_TAREFA ATRIBUÍDA 1_
Indique se cada afirmação a seguir está de acordo com o trecho sobre as manifestações e as mortes de Gal Costa e Erasmo Carlos, respondendo sim ou não e citando literalmente as palavras decisivas: (a) Gal Costa morreu de infarto em sua casa. (b) Erasmo Carlos morreu em consequência de um acidente. (c) Os grupos descritos pedem a intervenção militar em nome da democracia.
_TAREFA ATRIBUÍDA 2_
Conforme o trecho sobre as manifestações e as mortes de Gal Costa e Erasmo Carlos, que objetos os manifestantes põem no alto da cabeça?
_TAREFA ATRIBUÍDA 3_
Prossiga o texto sobre as manifestações e as mortes de Gal Costa e Erasmo Carlos a partir da última frase apresentada.

_TRECHO SELECIONADO_

+ + + +

Grupos revestidos com a bandeira brasileira se aglomeram diante de quartéis ou em plena rua, pedindo a intervenção militar em nome da democracia. O nome de Deus é invocado a cada momento, seja ao lado de outras palavras de ordem como pátria e família, seja simbolizado em celulares postos no alto de cabeças na absurda intenção de comunicar-se com seres extraterrestres para que concedam a graça do estado de exceção em nome da liberdade.
Tudo isso leva a desejar mais ardentemente que venha o que se espera: a paz, a vida em abundância, a alegria. E a buscar ansiosamente sinais desse estado de coisas, por mínimos que sejam. Porém, em meio a essa sagrada busca notícias de partidas abruptas de seres admirados e amados por todos, que ajudaram a dar ao Brasil sua identidade, trazem outra vez a dor: Gal Costa, a baiana linda de cabelos negros e cacheados, boca vermelha e voz afinada cai fulminada por um infarto em sua casa. Erasmo Carlos, o gigante gentil, o tremendão amado que embalou juventudes e brasileiros de todas as idades, é derrubado por uma doença já instalada em seu corpo e diz adeus.

+ + + +

_INFORMAÇÕES EXTRAÍDAS_
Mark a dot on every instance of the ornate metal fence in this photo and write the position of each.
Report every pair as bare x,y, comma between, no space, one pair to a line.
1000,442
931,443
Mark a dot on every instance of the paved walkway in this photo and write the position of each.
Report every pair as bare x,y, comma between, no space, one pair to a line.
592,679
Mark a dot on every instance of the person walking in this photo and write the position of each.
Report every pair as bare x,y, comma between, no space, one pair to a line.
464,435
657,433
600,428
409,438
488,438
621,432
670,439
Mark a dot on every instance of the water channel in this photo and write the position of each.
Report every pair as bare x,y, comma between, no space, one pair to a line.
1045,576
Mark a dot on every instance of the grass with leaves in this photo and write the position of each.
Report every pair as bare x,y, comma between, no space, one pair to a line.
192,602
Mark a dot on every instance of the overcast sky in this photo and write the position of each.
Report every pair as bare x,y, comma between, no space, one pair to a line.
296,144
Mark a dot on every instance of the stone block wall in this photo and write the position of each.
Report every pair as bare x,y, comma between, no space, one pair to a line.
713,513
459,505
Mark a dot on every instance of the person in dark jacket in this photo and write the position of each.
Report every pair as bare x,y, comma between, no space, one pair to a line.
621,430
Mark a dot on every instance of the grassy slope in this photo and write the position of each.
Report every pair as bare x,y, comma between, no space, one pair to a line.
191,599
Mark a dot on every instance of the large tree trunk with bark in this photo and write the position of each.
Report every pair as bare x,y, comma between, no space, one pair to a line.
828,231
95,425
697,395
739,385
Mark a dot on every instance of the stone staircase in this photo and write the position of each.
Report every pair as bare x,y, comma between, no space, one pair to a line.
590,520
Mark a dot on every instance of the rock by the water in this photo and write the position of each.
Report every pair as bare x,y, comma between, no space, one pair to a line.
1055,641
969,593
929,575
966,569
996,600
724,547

+ + + +

_RESPOSTA FINAL 1_
(a) Sim: "cai fulminada por um infarto em sua casa".
(b) Não: "é derrubado por uma doença já instalada em seu corpo".
(c) Sim: "pedindo a intervenção militar em nome da democracia".

_RESPOSTA FINAL 2_
Celulares.

_RESPOSTA FINAL 3_
Como viver o Advento nesse clima em que parece que nada vem e tudo se vai. Vai-se o bem-estar, o sentir-se livre, as referências afetivas. E o vazio parece instalar-se com ares sombrios de quem veio para ficar. E, no entanto, uma vez mais, somos chamados a voltar-nos para a espera de quem vem. De quem disse que vinha e fielmente vem a cada ano, porque na verdade já veio na história humana há mais de dois mil anos. E vem a cada dia para todo homem e mulher que seja capaz de abertura ao mistério e esteja em busca do sentido maior da vida.
A poesia de mais um artista que graças a Deus se encontra vivo entre nós – Alceu Valença – nomeia a expectativa que insiste em habitar-nos, apesar de todos os percalços, as trevas e o medo.
Tu vens, tu vens
Eu já escuto os teus sinais
Tu vens, tu vens
Eu já escuto os teus sinais
Como podemos crer nisso? Como, se tudo ao nosso redor parece desmentir a existência desses sinais e dessa vinda. Como se não enxergamos sinal algum? E, no entanto, a voz do anjo sussurrou a uma jovem que ela seria mãe do Salvador.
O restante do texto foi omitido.